#### TASK STATEMENT:
Report each line of the records below that uses the word "wooden".

#### INFORMATION GIVEN:
========
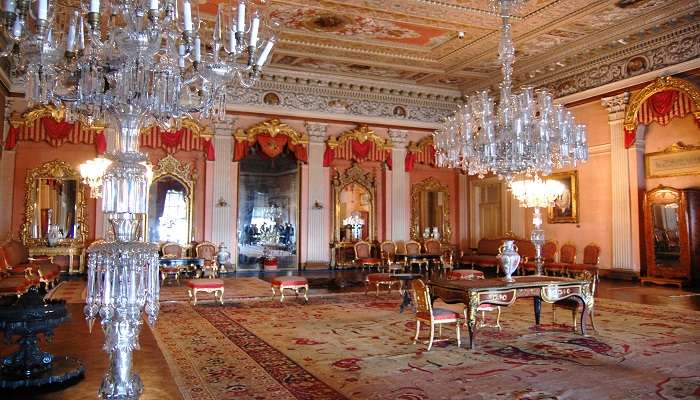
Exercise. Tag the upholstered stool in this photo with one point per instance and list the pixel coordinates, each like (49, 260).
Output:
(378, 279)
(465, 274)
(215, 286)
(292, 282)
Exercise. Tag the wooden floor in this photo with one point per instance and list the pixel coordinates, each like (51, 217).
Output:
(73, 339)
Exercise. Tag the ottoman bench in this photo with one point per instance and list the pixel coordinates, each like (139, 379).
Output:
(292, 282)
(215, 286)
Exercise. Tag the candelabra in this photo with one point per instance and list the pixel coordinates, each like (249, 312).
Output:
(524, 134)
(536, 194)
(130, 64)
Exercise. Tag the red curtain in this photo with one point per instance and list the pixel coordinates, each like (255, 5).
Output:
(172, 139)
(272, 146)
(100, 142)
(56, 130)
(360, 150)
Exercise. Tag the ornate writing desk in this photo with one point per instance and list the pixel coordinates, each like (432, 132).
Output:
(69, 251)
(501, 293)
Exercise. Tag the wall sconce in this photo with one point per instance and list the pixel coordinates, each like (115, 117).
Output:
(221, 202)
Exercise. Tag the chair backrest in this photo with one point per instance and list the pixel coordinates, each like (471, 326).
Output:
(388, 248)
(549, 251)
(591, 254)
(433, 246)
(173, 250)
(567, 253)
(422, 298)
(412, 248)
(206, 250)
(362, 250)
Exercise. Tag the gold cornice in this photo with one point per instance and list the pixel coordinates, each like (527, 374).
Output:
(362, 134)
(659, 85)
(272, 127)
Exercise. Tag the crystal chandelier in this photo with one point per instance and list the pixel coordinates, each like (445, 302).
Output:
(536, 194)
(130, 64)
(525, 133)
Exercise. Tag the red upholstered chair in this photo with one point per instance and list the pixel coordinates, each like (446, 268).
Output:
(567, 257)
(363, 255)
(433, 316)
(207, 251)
========
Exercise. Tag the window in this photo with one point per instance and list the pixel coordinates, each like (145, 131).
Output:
========
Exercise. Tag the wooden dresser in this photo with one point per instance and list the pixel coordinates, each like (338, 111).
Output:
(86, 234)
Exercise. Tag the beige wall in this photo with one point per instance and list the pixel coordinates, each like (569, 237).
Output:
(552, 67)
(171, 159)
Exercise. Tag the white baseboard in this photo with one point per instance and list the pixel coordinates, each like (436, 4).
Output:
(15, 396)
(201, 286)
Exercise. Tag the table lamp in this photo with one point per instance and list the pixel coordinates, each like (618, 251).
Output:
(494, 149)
========
#### RESPONSE TO THIS EXERCISE:
Exercise. Tag the wooden floor in this photo with one point per instance and list the pixel coordinates, each like (51, 217).
Exercise. Tag the wooden dresser in this photo with one point per instance and list the pixel coordinates, each like (338, 111).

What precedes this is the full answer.